Extract ▸
- - -

It has been a mighty long time since I have visited, and it is good to be back. I would like to know if anyone is familiar with the 'Fruity Loops' program, and would care to share info with me. Going to the appropriate web site did not produce the exact information needed.

I have been informed that this program has ALL the sounds of a number of synths, and that just about any sample can be loaded into the program & played. I have a Yamaha QY700 MIDI music sequencer - which does a nice job for me - but, frankly, I am not bowled over by most of the voices. I am more interested in brass and string sounds, and hope that the above mentioned program will offer what I desire. I don't sequence on my computer, but use CWPA9 to 'line' my music into, and then to record my vocals. Any info on this Fruity Loops program would be deeply appreciated.

Nate
 
Fruity Loops functions as a sampler, letting you choose a wav file and then assign the key and octave for it, and then play it with a midi controller. You can export this to ACID wave, mp3, etc.

It's essentially a loop creator. In my experience it is a mediocre sequencer (although it does have some sequencer functionality, it is very beginner-level, and useful mainly for previewing sequences before actually sequencing them). It works better to use Fruity to "build blocks" for a song at a particular tempo and then sequence them in ACID, or Cakewalk if you want to add midi parts. You can build all the components in the same Fruity Loops document, but export your parts individually if you so desire. It's fantastic for making beats, techno-and hip-hoppish drum tracks especially. In the main interface you are looking at one bar, something like this:

T1 . . . . . . . . . . . . . . . .
T2 . . . . . . . . . . . . . . . .
T3 . . . . . . . . . . . . . . . .
T4 . . . . . . . . . . . . . . . .

Where T1 is each track (wave file or plug-in) and the dots are each step in your bar (you can specify the bar length). You click on a dot to trigger that sound at that step. You can change the note of the sound, pitch, volume, pan, etc. You build individual bars and then sequence them together.

- - -

Items ▸

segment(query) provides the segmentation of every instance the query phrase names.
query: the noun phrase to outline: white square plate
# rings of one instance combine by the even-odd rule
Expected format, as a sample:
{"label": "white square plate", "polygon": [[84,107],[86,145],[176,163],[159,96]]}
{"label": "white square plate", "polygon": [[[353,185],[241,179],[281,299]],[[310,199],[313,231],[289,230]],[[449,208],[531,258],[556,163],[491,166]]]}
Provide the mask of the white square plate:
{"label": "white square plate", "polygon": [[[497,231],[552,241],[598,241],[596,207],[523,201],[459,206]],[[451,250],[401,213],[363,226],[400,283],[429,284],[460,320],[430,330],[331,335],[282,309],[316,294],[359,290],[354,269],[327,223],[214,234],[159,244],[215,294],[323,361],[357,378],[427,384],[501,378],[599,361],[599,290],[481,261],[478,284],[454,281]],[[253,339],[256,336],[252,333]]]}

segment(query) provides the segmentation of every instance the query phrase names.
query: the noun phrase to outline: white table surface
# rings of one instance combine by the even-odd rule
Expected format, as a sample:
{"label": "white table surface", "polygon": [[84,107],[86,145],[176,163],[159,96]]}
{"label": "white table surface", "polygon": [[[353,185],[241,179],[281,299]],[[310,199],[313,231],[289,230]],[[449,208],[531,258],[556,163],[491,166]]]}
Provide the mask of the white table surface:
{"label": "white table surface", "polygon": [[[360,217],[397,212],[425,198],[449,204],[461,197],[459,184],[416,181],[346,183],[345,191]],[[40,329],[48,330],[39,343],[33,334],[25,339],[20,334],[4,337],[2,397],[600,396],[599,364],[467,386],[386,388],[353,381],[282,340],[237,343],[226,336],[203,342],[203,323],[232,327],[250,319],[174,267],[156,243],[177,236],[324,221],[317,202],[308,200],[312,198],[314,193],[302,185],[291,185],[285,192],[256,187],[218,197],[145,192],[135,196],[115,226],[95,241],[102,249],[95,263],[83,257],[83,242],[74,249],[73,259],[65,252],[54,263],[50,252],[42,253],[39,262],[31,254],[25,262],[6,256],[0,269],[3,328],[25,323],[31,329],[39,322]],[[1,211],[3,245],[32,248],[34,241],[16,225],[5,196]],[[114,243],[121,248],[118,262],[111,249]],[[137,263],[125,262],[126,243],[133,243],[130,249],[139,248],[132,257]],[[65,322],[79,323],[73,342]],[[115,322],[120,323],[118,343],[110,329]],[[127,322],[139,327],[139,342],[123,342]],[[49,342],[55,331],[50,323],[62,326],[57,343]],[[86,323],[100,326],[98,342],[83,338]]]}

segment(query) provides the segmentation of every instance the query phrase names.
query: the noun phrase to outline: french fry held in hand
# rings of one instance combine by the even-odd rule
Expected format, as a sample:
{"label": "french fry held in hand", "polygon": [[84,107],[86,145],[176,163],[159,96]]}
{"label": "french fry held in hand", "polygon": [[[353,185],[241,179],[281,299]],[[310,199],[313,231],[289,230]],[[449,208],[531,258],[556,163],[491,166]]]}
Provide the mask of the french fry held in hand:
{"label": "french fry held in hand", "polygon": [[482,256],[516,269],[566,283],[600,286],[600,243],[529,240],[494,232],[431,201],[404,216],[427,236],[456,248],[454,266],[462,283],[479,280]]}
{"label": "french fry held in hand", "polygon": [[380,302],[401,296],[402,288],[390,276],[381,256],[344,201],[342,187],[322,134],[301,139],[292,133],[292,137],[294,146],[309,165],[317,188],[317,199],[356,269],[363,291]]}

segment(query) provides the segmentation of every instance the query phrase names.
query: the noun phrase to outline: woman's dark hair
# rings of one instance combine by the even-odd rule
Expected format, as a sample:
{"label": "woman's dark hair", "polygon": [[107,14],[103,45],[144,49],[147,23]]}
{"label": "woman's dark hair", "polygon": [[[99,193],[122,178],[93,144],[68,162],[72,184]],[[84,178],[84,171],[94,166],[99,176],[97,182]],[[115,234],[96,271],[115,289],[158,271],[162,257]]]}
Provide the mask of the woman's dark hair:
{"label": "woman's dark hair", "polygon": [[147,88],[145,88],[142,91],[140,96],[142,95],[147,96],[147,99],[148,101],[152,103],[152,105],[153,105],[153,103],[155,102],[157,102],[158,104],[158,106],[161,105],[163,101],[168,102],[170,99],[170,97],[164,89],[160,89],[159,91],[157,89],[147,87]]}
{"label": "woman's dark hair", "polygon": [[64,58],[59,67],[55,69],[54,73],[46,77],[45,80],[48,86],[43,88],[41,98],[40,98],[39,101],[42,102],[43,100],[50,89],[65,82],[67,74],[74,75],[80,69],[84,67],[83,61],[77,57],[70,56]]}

- - -

Problem 1 ▸ Using the Fruity Loops thread, decide whether each statement agrees with it: (a) Nate sequences music on a computer. (b) The reply calls Fruity Loops fantastic for making beats. (c) The main interface shows four bars at once. For each, answer yes or no and quote the deciding words.
Problem 2 ▸ Continue the Fruity Loops thread from its final sentence.

Response 1 ▸
(a) No: "I don't sequence on my computer"
(b) Yes: "It's fantastic for making beats, techno-and hip-hoppish drum tracks especially."
(c) No: "In the main interface you are looking at one bar"

Response 2 ▸
If you are recording a melody as opposed to drums you do it in the "piano roll" view which resembles other piano roll views (except it is, I must say, VERY cumbersome in its navigation tools). You can get more nitty-gritty here with note length, starting point (off-beat), etc. But it takes a while.

I went and searched for the best instrument wavs I could and loaded them intro Fruity, and my resultant sound was decent (exported to wave with an SBLive). It was by no means professional quality, but then, I didn't expect that with that equipment. The synths sound really good in my opinion.

Another thing you should look into is soundfonts if you are an SB soundcard user; there are some fantastic brass and string soundfonts available for free (www.personalcopy.com has a great general midi replacement set of soundfonts, where every sound is a very well-recorded sample). You can use soundfonts in Sonar, and PA 9 I think.

Go to Fruity's website, you can download a full-featured demo which won't let you save. It's not an expensive program but it's a hell of a lot of fun, whether it is suited for what you're doing or not. When you install the demo, go into the "Covers" folder and open "Try Again.flp" - the Aaliyah song completely done in Fruity, with killer synth sounds.

Hope this helps.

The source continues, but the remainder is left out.